**Excerpted passage**:
---

Welcome to "Sense of Community."
I'm Gregory Holman.
2023 has seen extraordinary tensions surrounding LGBT communities in the Ozarks and around the country.
Joining us tonight is Aaron Schekorra, the leader of PFLAG of Springfield and Southwest Missouri, a local nonprofit group for LGBT families.
Please stay tuned.
ANNOUNCER: Welcome to "Sense of Community."
"Sense of Community" is a public affairs presentation of Ozarks Public Television.
As 2023 Pride season wraps up, it's been a period of extraordinary tensions and newfound curiosity about LGBT communities across the country, including here in the Ozarks.
Aaron Schekorra is board president of PFLAG of Springfield in Southwest Missouri.
PFLAG is a nationwide group with at least 200,000 members and supporters.
Until 2014, it was known as Parents and Families of Lesbians and Gays.
PFLAG was started in 1973 by Jeanne Manford and her family out of Queens, New York.
Jeanne was a schoolteacher who wanted to support her son who was a gay liberation activist.
PFLAG celebrates its 50th year this summer.
Welcome to "Sense of Community," Aaron.
Thanks for having me, Greg.
So, Aaron, let's start with a really broad question.
What does LGBT family look like in the Ozarks in 2023?
Yeah, so I think that for many people, that question's doesn't have one answer.
It doesn't have a simple answer.
I think that for me, my LGBTQ+ family would be my husband and myself, our foster son, my in-laws, and the friends that we've made that we call family.

---

**Exercise aim**:
Print everything in the Sense of Community transcript from "As 2023 Pride" down to "year this summer.", word for word.

---

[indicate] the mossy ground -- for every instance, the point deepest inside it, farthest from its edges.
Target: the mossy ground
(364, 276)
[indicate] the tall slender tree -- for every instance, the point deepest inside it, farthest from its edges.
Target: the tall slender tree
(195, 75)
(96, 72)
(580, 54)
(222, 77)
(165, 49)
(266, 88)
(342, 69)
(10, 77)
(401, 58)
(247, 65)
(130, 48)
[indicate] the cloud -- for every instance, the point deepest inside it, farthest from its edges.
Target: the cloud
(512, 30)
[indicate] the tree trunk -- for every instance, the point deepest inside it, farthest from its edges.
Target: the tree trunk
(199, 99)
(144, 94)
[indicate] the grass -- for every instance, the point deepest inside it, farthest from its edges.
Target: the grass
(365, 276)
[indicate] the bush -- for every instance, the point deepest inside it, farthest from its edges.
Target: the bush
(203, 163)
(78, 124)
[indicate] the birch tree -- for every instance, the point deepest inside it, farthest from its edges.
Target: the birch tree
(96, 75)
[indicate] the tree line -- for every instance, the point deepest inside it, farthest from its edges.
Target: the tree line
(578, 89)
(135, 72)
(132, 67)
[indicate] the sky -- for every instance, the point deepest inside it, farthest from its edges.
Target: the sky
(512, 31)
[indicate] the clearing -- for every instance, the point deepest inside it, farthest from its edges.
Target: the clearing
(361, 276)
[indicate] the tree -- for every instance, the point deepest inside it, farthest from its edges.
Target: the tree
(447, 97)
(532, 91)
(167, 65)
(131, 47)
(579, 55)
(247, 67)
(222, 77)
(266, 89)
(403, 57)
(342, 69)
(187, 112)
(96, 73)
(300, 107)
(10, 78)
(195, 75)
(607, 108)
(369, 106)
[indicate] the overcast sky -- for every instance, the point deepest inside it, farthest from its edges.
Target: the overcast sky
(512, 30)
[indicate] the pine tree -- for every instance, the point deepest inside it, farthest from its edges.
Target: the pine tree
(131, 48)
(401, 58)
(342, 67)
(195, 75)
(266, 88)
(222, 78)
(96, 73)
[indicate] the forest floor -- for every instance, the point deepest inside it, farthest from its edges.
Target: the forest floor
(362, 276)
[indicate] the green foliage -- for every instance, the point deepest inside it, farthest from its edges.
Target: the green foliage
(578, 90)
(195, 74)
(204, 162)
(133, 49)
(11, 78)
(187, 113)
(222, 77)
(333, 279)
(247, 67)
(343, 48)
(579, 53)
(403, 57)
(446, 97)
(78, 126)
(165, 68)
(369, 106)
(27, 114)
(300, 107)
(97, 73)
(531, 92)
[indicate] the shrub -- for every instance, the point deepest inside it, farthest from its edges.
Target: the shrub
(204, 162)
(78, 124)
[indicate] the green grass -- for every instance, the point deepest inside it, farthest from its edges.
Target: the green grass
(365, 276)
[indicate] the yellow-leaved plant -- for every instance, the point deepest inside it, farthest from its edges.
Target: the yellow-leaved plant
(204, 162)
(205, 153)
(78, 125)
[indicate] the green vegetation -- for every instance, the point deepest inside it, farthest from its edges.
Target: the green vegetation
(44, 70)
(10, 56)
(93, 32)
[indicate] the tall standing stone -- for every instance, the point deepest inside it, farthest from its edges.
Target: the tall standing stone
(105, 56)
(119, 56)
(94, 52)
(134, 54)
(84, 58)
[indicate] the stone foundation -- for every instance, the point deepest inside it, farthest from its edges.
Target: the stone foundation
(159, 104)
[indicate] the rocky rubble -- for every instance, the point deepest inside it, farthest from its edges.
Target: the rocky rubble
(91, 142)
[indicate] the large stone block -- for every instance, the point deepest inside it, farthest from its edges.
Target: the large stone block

---

**Exercise response**:
As 2023 Pride season wraps up, it's been a period of extraordinary tensions and newfound curiosity about LGBT communities across the country, including here in the Ozarks.
Aaron Schekorra is board president of PFLAG of Springfield in Southwest Missouri.
PFLAG is a nationwide group with at least 200,000 members and supporters.
Until 2014, it was known as Parents and Families of Lesbians and Gays.
PFLAG was started in 1973 by Jeanne Manford and her family out of Queens, New York.
Jeanne was a schoolteacher who wanted to support her son who was a gay liberation activist.
PFLAG celebrates its 50th year this summer.